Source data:
>> BEGIN
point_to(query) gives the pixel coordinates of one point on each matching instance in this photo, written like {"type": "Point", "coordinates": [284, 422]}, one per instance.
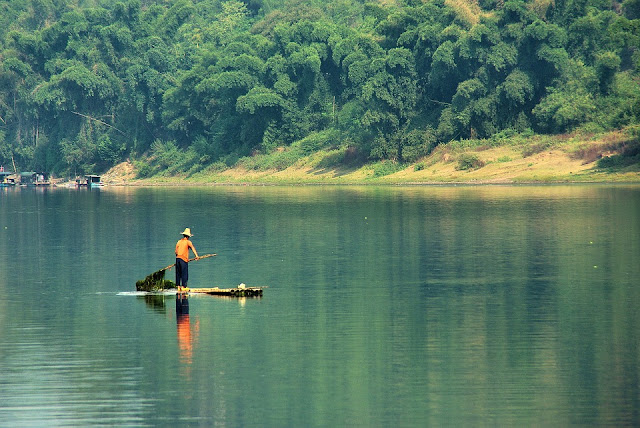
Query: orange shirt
{"type": "Point", "coordinates": [182, 249]}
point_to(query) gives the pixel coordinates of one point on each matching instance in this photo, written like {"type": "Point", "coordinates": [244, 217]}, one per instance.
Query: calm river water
{"type": "Point", "coordinates": [385, 306]}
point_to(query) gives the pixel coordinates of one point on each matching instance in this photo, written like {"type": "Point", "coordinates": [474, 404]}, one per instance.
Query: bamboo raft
{"type": "Point", "coordinates": [240, 291]}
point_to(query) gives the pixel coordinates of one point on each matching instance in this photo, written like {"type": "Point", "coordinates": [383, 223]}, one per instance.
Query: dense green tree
{"type": "Point", "coordinates": [86, 84]}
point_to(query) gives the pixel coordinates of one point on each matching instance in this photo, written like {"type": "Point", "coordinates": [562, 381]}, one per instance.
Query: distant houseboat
{"type": "Point", "coordinates": [90, 181]}
{"type": "Point", "coordinates": [31, 178]}
{"type": "Point", "coordinates": [5, 180]}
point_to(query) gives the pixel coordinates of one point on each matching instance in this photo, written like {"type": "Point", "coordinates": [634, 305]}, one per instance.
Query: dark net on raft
{"type": "Point", "coordinates": [155, 282]}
>> END
■ **Aim of the task**:
Select each line in the rows above that contains the word "gives". Letter case matters.

■ **The result**:
point_to(query) gives the pixel coordinates of one point on each matching instance in this photo, written like {"type": "Point", "coordinates": [284, 422]}, one per instance.
point_to(query) gives the pixel coordinates of one point on each matching instance in this photo, written like {"type": "Point", "coordinates": [244, 217]}, one per instance.
point_to(query) gives the pixel coordinates of one point on each matching instance in this photo, written like {"type": "Point", "coordinates": [474, 404]}, one per instance.
point_to(query) gives the pixel coordinates of one point on each matching instance in this photo, written like {"type": "Point", "coordinates": [383, 223]}, one per instance.
point_to(query) gives the pixel coordinates of one point on each matching instance in this photo, written like {"type": "Point", "coordinates": [562, 381]}, one per instance.
point_to(query) gives the pixel coordinates of one point on each matching instance in this photo, written like {"type": "Point", "coordinates": [634, 305]}, one per instance.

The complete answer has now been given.